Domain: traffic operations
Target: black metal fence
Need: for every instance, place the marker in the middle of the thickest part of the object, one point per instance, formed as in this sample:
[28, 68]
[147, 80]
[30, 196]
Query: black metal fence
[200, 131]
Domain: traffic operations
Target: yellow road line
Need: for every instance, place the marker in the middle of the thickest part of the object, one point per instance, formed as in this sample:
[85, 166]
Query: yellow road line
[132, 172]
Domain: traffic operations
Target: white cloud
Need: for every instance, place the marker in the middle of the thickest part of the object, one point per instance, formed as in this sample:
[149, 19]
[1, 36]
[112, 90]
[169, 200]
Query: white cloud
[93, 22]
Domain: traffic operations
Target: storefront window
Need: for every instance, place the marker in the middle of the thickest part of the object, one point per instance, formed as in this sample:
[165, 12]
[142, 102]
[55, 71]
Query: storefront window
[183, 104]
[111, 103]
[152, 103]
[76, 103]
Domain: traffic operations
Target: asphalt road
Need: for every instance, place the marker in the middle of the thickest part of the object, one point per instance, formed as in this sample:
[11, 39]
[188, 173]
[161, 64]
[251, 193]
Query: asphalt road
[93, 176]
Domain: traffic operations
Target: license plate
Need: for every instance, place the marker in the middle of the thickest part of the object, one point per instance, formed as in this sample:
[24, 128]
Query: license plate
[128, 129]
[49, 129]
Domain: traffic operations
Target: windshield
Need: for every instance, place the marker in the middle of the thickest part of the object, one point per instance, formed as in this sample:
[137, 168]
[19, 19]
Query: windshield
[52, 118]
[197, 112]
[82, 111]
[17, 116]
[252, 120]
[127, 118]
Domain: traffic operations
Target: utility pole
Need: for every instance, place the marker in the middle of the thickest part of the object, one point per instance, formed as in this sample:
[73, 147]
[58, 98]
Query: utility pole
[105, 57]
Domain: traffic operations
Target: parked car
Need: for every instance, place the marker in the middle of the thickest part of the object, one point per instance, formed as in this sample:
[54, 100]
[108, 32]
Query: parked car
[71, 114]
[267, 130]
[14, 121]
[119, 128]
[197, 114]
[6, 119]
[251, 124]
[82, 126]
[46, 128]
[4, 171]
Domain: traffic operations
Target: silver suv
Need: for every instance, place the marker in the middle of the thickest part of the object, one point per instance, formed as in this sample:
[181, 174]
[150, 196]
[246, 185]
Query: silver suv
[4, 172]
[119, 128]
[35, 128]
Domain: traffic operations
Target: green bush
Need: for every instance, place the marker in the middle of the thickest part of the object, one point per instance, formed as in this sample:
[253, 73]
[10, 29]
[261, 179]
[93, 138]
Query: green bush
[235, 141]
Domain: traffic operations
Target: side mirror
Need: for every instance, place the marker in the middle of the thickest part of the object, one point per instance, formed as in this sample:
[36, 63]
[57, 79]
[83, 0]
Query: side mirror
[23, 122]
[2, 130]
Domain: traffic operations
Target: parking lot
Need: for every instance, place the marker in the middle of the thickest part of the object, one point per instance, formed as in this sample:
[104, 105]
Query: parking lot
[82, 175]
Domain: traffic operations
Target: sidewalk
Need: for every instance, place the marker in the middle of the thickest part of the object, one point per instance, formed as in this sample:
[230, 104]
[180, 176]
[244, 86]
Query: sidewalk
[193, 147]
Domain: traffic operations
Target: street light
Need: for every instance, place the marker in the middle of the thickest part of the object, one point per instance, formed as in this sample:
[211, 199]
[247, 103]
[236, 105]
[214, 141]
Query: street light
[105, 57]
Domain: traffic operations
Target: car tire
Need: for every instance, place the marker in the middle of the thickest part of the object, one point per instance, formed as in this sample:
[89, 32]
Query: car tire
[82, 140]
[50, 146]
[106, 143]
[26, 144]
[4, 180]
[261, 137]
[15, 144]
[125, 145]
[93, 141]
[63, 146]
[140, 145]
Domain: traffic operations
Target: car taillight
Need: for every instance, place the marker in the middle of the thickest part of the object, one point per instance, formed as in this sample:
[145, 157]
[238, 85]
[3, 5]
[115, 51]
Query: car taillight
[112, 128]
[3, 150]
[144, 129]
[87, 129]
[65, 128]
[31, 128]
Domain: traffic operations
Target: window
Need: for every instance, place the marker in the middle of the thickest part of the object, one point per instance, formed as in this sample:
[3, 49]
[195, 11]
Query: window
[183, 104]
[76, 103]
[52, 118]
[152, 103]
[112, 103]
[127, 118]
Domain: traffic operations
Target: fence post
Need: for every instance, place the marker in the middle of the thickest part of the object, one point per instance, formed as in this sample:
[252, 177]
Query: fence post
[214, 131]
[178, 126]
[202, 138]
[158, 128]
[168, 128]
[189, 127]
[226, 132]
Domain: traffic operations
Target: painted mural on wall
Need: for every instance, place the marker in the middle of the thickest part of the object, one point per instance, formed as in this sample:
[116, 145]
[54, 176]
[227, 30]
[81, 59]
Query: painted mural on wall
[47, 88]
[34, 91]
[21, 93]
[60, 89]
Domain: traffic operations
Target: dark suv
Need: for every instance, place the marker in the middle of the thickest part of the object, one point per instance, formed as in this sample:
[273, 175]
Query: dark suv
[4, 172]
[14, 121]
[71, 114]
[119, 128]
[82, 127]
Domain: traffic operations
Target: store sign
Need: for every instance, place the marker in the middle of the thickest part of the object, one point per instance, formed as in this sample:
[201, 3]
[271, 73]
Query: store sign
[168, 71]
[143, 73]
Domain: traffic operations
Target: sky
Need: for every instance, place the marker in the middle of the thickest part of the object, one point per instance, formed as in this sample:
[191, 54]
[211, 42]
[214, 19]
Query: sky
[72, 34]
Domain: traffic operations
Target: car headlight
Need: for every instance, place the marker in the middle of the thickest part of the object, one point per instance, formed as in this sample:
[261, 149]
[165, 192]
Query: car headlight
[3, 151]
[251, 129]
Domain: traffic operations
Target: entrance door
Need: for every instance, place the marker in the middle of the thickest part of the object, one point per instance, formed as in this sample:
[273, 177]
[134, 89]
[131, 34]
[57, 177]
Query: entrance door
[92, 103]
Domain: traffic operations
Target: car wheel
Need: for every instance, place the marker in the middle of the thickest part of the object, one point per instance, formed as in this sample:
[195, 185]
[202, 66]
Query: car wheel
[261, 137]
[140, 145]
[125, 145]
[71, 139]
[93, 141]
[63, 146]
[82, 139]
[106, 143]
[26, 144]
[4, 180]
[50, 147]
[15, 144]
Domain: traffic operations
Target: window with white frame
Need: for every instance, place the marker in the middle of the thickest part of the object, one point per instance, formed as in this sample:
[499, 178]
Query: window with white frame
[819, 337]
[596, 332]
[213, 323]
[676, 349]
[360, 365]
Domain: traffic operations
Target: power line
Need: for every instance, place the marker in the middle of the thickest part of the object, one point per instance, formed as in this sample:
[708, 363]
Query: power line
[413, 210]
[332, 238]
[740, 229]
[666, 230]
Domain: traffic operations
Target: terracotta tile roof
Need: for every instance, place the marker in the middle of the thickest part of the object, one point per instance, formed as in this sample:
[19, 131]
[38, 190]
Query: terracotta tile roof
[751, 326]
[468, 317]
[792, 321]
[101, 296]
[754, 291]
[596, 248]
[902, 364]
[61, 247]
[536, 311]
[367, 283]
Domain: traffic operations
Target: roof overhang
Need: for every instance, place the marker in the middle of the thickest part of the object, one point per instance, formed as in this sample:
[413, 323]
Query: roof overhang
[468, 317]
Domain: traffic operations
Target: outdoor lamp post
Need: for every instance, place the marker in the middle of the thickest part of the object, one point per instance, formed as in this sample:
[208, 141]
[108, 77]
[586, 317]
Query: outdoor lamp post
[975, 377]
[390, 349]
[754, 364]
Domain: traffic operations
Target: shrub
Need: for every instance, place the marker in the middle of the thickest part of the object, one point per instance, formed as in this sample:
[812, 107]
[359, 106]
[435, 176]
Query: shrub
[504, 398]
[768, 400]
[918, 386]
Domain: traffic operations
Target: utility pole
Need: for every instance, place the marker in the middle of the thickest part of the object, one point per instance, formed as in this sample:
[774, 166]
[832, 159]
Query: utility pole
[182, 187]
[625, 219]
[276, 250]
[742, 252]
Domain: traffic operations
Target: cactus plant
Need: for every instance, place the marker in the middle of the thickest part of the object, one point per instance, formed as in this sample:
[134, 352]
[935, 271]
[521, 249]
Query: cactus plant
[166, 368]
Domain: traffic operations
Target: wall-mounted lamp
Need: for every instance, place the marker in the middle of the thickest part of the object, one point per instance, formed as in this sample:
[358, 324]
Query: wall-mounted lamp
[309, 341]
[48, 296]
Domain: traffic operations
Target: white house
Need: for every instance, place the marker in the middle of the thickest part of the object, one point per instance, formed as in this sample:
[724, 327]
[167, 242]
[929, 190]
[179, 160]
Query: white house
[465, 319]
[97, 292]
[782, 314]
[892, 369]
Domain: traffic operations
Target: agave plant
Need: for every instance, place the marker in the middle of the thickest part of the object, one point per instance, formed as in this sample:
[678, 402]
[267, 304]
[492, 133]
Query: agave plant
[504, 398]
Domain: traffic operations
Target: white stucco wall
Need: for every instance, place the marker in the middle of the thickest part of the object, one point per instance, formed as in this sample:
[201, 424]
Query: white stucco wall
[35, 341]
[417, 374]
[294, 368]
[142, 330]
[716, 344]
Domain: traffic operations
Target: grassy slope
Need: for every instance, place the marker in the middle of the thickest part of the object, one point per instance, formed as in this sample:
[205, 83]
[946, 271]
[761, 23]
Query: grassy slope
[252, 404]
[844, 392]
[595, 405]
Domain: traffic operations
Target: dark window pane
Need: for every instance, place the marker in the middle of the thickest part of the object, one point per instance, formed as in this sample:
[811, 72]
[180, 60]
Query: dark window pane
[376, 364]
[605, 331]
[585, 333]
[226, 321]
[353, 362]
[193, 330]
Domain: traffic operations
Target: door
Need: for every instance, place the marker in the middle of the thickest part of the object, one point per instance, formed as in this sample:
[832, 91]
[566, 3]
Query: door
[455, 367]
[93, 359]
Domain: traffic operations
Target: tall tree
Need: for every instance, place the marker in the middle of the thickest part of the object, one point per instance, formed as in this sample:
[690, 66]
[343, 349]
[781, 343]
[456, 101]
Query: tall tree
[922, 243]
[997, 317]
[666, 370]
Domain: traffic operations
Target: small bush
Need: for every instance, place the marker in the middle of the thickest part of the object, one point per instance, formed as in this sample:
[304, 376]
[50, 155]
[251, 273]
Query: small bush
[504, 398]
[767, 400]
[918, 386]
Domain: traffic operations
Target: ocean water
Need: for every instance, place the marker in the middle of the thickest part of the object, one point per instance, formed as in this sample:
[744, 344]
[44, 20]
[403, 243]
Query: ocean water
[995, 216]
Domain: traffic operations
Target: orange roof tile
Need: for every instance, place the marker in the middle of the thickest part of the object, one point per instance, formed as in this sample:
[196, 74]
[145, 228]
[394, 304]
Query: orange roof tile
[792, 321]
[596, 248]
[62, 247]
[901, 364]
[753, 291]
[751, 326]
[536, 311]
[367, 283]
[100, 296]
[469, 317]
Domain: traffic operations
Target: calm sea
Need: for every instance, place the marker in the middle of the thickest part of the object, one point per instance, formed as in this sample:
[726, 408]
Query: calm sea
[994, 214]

- [TRY IT]:
Repeat, exactly as they stand, the line that contains "Target: ocean water" and all the lines after it in the data above.

- [RESULT OF THE TASK]:
Target: ocean water
Need: for every instance, place the marker in the middle of the thickest part of the object, one point per instance, formed as in this sample:
[744, 344]
[44, 20]
[403, 243]
Query: ocean water
[995, 216]
Domain: traffic operations
Target: orange roof tile
Need: for every instance, place the marker in the middle of the thickest part of the object, one point per instance, formed as in this sample:
[196, 74]
[145, 228]
[394, 304]
Query: orange roof tile
[792, 321]
[596, 248]
[62, 247]
[901, 364]
[753, 291]
[751, 326]
[536, 311]
[367, 283]
[100, 296]
[469, 317]
Domain: traffic operations
Target: calm sea
Need: for every instance, place the marker in the middle of the thickest part of the object, one point per instance, formed as in this sample:
[726, 408]
Query: calm sea
[994, 214]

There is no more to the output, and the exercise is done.